+++ Data records
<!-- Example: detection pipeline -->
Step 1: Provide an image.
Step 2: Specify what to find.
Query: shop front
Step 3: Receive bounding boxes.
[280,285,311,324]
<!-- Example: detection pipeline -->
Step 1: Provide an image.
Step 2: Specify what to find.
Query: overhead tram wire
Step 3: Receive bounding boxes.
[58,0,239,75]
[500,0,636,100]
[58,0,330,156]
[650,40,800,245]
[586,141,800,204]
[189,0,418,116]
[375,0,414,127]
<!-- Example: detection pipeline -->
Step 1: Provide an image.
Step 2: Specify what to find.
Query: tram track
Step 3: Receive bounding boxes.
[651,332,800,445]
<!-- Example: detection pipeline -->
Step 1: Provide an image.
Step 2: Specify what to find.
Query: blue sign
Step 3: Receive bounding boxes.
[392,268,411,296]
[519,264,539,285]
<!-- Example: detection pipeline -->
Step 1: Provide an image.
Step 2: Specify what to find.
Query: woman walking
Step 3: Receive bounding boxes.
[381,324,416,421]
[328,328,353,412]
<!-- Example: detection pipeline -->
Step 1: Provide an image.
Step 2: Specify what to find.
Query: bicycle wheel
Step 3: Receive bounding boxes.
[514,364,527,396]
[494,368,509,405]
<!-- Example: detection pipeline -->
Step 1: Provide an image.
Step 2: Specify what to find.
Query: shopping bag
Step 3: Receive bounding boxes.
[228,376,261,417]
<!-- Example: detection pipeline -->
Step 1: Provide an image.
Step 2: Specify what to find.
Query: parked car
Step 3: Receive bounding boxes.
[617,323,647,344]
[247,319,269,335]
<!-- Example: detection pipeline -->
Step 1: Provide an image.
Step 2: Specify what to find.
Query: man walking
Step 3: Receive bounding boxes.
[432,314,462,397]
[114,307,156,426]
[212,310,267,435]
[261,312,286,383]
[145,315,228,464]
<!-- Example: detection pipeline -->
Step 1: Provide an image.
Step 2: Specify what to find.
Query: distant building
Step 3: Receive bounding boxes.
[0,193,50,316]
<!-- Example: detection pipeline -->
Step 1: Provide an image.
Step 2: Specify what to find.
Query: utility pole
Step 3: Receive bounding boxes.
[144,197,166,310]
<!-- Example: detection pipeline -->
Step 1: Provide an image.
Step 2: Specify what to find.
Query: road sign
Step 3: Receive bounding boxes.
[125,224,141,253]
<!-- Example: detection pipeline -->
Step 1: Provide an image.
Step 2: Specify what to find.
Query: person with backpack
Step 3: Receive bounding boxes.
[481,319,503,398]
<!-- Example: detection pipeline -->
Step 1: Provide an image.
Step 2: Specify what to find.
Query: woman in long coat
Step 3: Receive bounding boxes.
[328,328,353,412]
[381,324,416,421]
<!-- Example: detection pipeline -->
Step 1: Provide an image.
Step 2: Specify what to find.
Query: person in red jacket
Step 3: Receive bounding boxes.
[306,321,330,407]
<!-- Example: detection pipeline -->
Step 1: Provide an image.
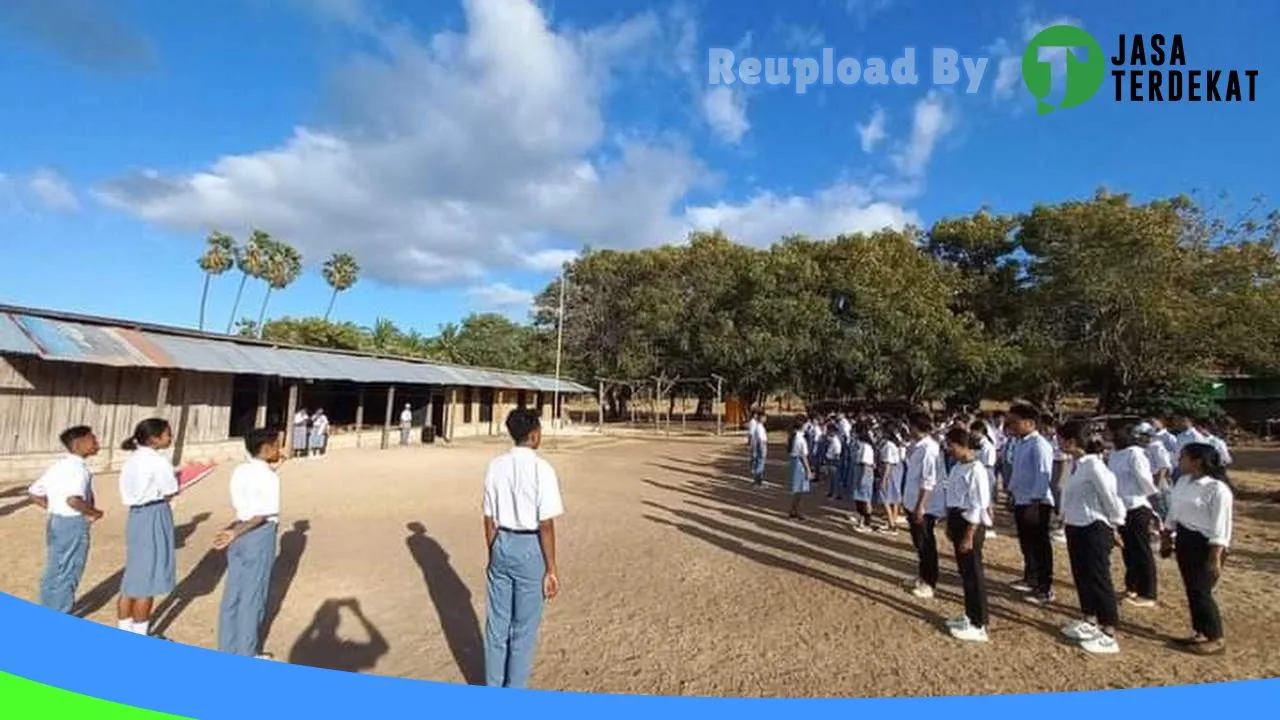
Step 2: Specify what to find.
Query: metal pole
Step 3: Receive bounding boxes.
[552,270,568,434]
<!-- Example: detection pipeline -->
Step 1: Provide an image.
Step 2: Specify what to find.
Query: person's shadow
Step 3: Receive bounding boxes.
[261,520,311,646]
[72,512,216,618]
[404,523,484,685]
[289,598,390,673]
[152,550,227,637]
++++++
Work to be completed:
Retype every one of the entries above without changing a character, and leave the picture out of your copy.

Response to this task:
<!-- Example: detection pipeline -->
Step 1: Provide an image.
Step 2: Specify what to find.
Query: shop front
Step 3: Receive bounding boxes.
[280,285,311,324]
<!-- Example: detection pipeline -->
Step 1: Provide an image.
Step 2: Specify what to find.
Query: overhead tram wire
Step 3: Receive bounding boxes.
[58,0,239,75]
[500,0,636,100]
[58,0,330,156]
[650,40,800,245]
[586,141,800,204]
[189,0,418,116]
[375,0,414,127]
<!-- Example: detection pipeline -->
Step 1: Provide an image.
Step 2: Specify what to find.
Query: tram track
Step 3: Receive bounding boxes.
[651,332,800,445]
<!-- Example: detection pipeline -->
Step 1: Provide an image.
Step 2: Specify what to find.
Query: blue sign
Step 3: Receive bounding boxes.
[392,268,411,296]
[519,264,539,285]
<!-- Example: detection pipeline -->
Step 1: Provide an image.
Step 2: Specify what to find.
Query: woman walking
Step 3: Receive bounding boxes.
[381,324,416,421]
[328,328,353,412]
<!-- Example: detection pipeline -->
Step 1: Provide an image.
Step 2: Specify what to find.
Query: bicycle wheel
Step 3: Receive bounding boxes.
[514,364,527,396]
[494,368,509,405]
<!-- Example: detection pipeline -->
Step 1: Provide an image.
Step 2: Specify what to find.
Query: shopping bag
Step 3: Receive bounding boxes.
[228,376,261,417]
<!-- Example: detection pipeline -->
Step 1: Provide an image.
Step 2: Specify what to find.
Query: parked car
Step 3: Receive bounding boxes.
[617,323,647,344]
[247,319,269,335]
<!-- Example: detection pipeline -->
Step 1: Provide an image.
Step 2: Specify what to find.
Query: man walking
Step 3: Receive bounding boxes.
[432,314,462,397]
[114,307,156,426]
[212,310,267,435]
[261,312,286,383]
[145,315,228,464]
<!-- Example: detection pipeline -->
Step 1: Provide an image.
Step 2: Specify what to find.
Query: distant building
Step 3: Receive bounding boxes.
[0,193,50,316]
<!-- Example: detection pipeline -->
Step 1: Provide an image.
Step 2: Specify what to find.
Query: utility pole
Step 3: Receive bounding boxes.
[144,197,166,310]
<!-- Example: detection pipeline -->
Step 1: Provide an image.
Step 2: Specify what to find.
Query: road sign
Step 3: Receive bounding boxes.
[125,224,141,253]
<!-- Example: detection pipeline -->
Step 1: Provide an image.
Step 2: Specify what to find.
Query: person with backpack
Step 3: Receive bounding boxes.
[481,319,503,398]
<!-- Example: detection pipeline -->
Step 1: Provide an image.
Step 2: Specify what to find.
Query: woman in long coat
Step 3: Receive bounding boxes.
[328,328,353,412]
[381,324,416,421]
<!-- Example: detection pipeline -->
Step 1: Provide an image.
Step 2: Specify what to find.
Query: person in red jacket
Step 3: Receive bounding boxes.
[306,321,330,407]
<!-- Example: detection pipeline -->
Step 1: Provide an image.
Step 2: Specify what to find.
Query: metal pole
Step 3: Receive bounding boxes.
[552,270,568,434]
<!-- Example: detection pipeline -->
Step 1: Provide an image.
Step 2: Specify what to find.
Query: person's shadow
Step 3: Receive bounding boxes.
[261,520,311,646]
[72,512,216,618]
[404,523,484,685]
[289,598,390,673]
[152,550,227,637]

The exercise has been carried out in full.